───── Source text ─────
The board of D.C.’s only public hospital has relented in its fight to keep secret its discussion and December vote to close the hospital’s obstetrics unit.
The board of United Medical Center last week released an archived audio recording of a closed meeting at which members took that vote, which left the nation’s capital without a hospital for women to give birth or seek prenatal care east of the Anacostia River.
The D.C. Office of Open Government ruled in January that the board broke the law by excluding the public from its deliberations. However, board chairwoman LaRuby May said two weeks ago that the hospital would go to court to fight the ruling.
It was not clear whether such a legal action was possible, since the city’s Open Meetings Act does not allow for an appeal of open-government office decisions and the office had never been sued by a District agency.
The board shifted course on March 5, publishing the recording of its closed session on its website. The decision was first reported by the Washington Business Journal.
“UMC has always operated with transparency, and in that spirit, we have agreed to share the details of the Dec. 13 board meeting,” May said in a statement. “We maintain our position that there is value to having a closed session to discuss confidential matters that protect UMC’s interests, but we value transparency with the community more.”
The December meeting came at a time when the obstetrics ward had been temporarily shut down by health regulators following the death of a pregnant woman. (Her baby was born brain dead, according to relatives, and died days later at another hospital.)
The recording reveals little new information about the board’s reasons for permanently closing UMC’s nursery and delivery rooms. Board members and hospital executives said that both financial considerations — the obstetrics ward made little money, with only about 30 deliveries a month, and was a drain on hospital resources — and concern about patients’ safety led them to shutter the unit for good.
Then-hospital chief executive David Boucree said fully staffing a reopened unit would cost about $10 million per year, in addition to more than $14 million in capital costs.
Hospital officials spend several minutes on the recording fretting aloud over the blowback from their decision and debating how they should frame it for the media.
───── Data block ─────
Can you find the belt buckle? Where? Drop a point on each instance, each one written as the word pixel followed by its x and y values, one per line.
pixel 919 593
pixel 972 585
─────
### Problem set
**1)** Answer these from the article about the United Medical Center board, one line each:
(a) Which office ruled in January that the board broke the law?
(b) On what date did the board publish the recording of its closed session?
(c) About how many deliveries a month did the obstetrics ward handle?
**2)** Please recast the paragraph of the United Medical Center article that begins "The recording reveals little new information" as a short list of its main facts.
**3)** Write the next part of the article about the United Medical Center board, picking up after its final sentence.

### Answers given
**1)**
(a) The D.C. Office of Open Government.
(b) March 5.
(c) About 30.

**2)**
- The recording adds little new information about why the board permanently closed UMC's nursery and delivery rooms.
- Board members and hospital executives cited financial reasons: the obstetrics ward made little money, handled only about 30 deliveries a month, and drained hospital resources.
- They also cited concern about patients' safety.

**3)**
“If we’re going to have political fallout from it, we’re not going to stop that,” May said.
Boucree suggested not dwelling on the financial dimension of the decision when explaining it to reporters.
“I wouldn’t put it on the money. That has nothing to do with it,” he said, adding that even if the hospital had a “blank check,” he did not believe it would be capable of reopening the obstetrics unit because of other work it simultaneously had to do.
Board member Konrad Dawson was one of two members who voted against closing the unit, saying the board was “whittling away to almost nothing” what should be a full-service hospital for the residents of Southeast Washington.
UMC dealt with crises last summer and fall. In addition to the initial closure of the obstetrics ward by the D.C. Department of Health, a patient in the hospital’s nursing home died after he repeatedly cried out for help and was left on the floor by his nurse. The incident spawned a separate health department investigation after it was reported by The Washington Post.
In November the D.C. Council voted not to extend the contract of the consulting firm managing the facility for a fee of $300,000 per month.
The firm, run by campaign donors to Mayor Muriel E. Bowser (D), had been awarded a no-bid contract but failed to meet many of the city’s performance standards. It had also been accused of mismanagement by current and former hospital officials.
The hospital continues to cope with financial problems and could require tens of millions in taxpayer subsidies to stay afloat this year.
A new management firm, Mazars USA, took over at the hospital last month.